Excerpts from a pointing dataset:

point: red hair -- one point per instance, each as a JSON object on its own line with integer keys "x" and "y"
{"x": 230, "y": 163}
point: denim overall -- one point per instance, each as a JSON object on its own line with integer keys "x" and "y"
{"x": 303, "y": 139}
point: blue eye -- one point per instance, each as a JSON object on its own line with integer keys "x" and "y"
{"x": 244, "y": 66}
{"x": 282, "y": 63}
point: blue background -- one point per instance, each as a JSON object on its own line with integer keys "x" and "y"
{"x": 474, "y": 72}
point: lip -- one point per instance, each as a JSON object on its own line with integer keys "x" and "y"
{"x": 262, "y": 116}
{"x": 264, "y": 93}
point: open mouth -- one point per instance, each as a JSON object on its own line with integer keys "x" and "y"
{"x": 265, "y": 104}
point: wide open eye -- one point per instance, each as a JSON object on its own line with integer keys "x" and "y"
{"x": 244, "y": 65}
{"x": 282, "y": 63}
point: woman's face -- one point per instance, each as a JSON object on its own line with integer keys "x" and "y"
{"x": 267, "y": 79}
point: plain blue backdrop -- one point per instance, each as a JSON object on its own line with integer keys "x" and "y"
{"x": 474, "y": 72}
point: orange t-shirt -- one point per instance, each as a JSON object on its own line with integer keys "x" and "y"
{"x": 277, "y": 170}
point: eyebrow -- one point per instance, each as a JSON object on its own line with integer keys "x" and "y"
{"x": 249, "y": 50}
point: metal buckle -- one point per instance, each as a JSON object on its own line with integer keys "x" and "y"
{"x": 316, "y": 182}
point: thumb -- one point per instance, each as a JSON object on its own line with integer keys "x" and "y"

**Instruction**
Copy the whole listing above line for line, without changing anything.

**Solution below**
point: red hair -- one point per instance, each as a JSON object on its own line with integer keys "x" and "y"
{"x": 230, "y": 163}
point: denim overall -- one point per instance, each as a JSON object on its own line with integer keys "x" and "y"
{"x": 303, "y": 139}
point: blue eye -- one point per instance, each as a JSON object on its own line with integer keys "x" and "y"
{"x": 244, "y": 66}
{"x": 282, "y": 63}
point: blue background -- one point per instance, each as a JSON object on its own line with integer keys "x" and "y"
{"x": 474, "y": 72}
point: lip -- one point per instance, each as a JSON object on its own line with integer keys "x" and "y"
{"x": 262, "y": 116}
{"x": 264, "y": 93}
point: open mouth -- one point per instance, each as a JSON object on its own line with integer keys "x" and "y"
{"x": 265, "y": 104}
point: wide open eye -- one point per instance, each as a JSON object on its own line with integer keys "x" and "y"
{"x": 244, "y": 65}
{"x": 282, "y": 63}
point: woman's face -- one point per instance, each as a JSON object on its own line with integer keys "x" and "y"
{"x": 267, "y": 79}
point: plain blue backdrop -- one point per instance, each as a JSON object on its own line with integer keys "x" and "y"
{"x": 474, "y": 72}
point: orange t-shirt -- one point per instance, each as a JSON object on its own line with integer keys "x" and "y"
{"x": 277, "y": 170}
point: eyebrow -- one point per instance, each as a JSON object on its own line with integer keys "x" and "y"
{"x": 249, "y": 50}
point: metal buckle -- one point per instance, each as a JSON object on its own line with integer keys "x" and "y"
{"x": 316, "y": 182}
point: thumb -- one point per instance, each as a JSON object on its own line with integer keys "x" and "y"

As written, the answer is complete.